== TASK PROMPT ==
The entries that follow should be duplicated in full, without a single alteration.

(Records from a dataset)
=== Begin Enclosure ===

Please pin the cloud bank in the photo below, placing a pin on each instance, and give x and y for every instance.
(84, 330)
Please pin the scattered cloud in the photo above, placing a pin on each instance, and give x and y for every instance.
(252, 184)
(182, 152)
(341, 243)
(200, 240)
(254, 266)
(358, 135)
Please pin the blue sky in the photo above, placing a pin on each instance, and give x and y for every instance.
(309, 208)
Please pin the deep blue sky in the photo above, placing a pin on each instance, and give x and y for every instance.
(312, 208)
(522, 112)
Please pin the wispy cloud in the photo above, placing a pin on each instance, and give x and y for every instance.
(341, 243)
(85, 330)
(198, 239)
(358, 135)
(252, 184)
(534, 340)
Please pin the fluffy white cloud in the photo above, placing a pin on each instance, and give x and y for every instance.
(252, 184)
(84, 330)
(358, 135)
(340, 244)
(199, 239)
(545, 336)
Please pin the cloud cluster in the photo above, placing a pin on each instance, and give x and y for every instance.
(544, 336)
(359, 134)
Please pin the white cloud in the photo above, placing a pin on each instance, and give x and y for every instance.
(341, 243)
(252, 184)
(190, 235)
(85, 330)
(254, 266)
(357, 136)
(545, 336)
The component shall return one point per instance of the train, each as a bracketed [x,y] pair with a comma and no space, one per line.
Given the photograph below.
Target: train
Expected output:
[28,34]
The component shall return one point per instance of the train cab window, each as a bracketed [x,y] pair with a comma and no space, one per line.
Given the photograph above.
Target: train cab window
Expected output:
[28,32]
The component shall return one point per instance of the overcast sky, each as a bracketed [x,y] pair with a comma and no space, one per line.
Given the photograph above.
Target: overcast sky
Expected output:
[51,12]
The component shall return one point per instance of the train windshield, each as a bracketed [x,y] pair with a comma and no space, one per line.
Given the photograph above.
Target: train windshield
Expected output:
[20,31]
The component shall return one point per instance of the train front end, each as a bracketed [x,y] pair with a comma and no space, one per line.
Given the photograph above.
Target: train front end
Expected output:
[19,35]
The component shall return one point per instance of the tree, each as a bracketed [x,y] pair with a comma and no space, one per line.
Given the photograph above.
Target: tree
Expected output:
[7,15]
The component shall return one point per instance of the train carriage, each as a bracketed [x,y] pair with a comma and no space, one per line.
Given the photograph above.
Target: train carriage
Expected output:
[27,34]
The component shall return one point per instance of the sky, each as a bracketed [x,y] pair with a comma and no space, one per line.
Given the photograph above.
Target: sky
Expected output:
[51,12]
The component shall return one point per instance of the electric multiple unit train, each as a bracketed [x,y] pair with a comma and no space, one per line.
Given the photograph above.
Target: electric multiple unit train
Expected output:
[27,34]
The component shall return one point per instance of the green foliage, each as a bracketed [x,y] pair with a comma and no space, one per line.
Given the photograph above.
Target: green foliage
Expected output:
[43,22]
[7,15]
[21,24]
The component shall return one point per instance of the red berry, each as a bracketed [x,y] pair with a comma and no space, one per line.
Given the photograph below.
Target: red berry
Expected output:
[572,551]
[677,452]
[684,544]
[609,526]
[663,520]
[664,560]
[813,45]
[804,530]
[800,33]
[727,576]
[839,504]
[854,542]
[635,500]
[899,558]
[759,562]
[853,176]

=== End Enclosure ===

== RESPONSE AREA ==
Please pin the cloud bank in the photo below, placing a pin on each instance, and give x and y for every instance.
(84, 330)
Please pin the scattered cloud in the photo above, placing a pin on each instance, and give x and y for every instance.
(252, 184)
(182, 152)
(341, 243)
(200, 240)
(254, 266)
(358, 135)
Please pin the blue sky in the photo above, placing a pin on each instance, and give x and y for every instance.
(309, 208)
Please pin the deep blue sky in the photo above, placing a pin on each instance, and give x and y for every instance.
(312, 208)
(522, 112)
Please pin the wispy cloud in the photo above, placing a pin on each instance, and give x and y for every instance.
(341, 243)
(85, 330)
(198, 239)
(358, 135)
(252, 184)
(534, 340)
Please pin the fluffy white cloud in the photo above, placing a pin on each instance, and give x and y for every instance.
(252, 184)
(84, 330)
(358, 135)
(340, 244)
(199, 239)
(545, 336)
Please pin the cloud cluster in the photo above, placing a pin on each instance, and give x and y for every instance.
(544, 336)
(359, 134)
Please pin the white cloud in the photo above, placing a pin on each instance, and give x and y for every instance.
(341, 243)
(252, 184)
(190, 235)
(85, 330)
(254, 266)
(357, 136)
(545, 336)
The component shall return one point per instance of the train, each as a bracketed [x,y] pair with a comma and no space, one per line.
Given the photograph below.
Target: train
Expected output:
[28,34]
The component shall return one point per instance of the train cab window, each as a bracketed [x,y] pair with a comma and no space, one per line.
Given the photograph above.
Target: train cab window
Expected output:
[28,32]
The component shall return one point per instance of the overcast sky, each as a bracketed [x,y] pair with a comma and no space, one per line.
Given the photograph above.
Target: overcast sky
Expected output:
[51,12]
The component shall return one point per instance of the train windshield, each as a bracketed [x,y] pair with a comma and no space, one per line.
Given the photograph above.
Target: train windshield
Expected output:
[20,31]
The component shall return one point per instance of the train front end, each as a bracketed [x,y] pair with a comma and no space, one per line.
Given the photograph above.
Target: train front end
Expected output:
[19,35]
The component shall return one point per instance of the tree, each as a bracketed [x,y] pair with a comma and no space, one per line.
Given the photograph above.
Target: tree
Expected output:
[7,15]
The component shall return one point per instance of the train carriage, each as a bracketed [x,y] pair with a comma and no space, one per line.
Given the photograph above.
Target: train carriage
Expected output:
[27,34]
The component shall return one point per instance of the sky, each as a bracketed [x,y] pair with a comma and no space, one per line.
Given the photograph above.
Target: sky
Expected output:
[51,12]
The component shall return one point per instance of the electric multiple unit train, each as a bracketed [x,y] pair with a comma and no space, one per line.
Given the photograph above.
Target: electric multiple unit train
Expected output:
[27,34]
The component shall return one point per instance of the green foliage, each as a bracketed [x,y] pair with a comma and no space, one per line.
Given the photograph above.
Target: green foliage
Expected output:
[43,22]
[7,15]
[21,24]
The component shall return one point per instance of the red berry, each as a bracketed [x,y] pair with a comma and no space, one per line.
Given the photograph below.
Target: red berry
Expected output:
[572,551]
[677,452]
[684,544]
[609,526]
[663,520]
[664,560]
[813,45]
[804,530]
[800,33]
[727,576]
[839,504]
[854,542]
[635,500]
[899,558]
[759,562]
[853,176]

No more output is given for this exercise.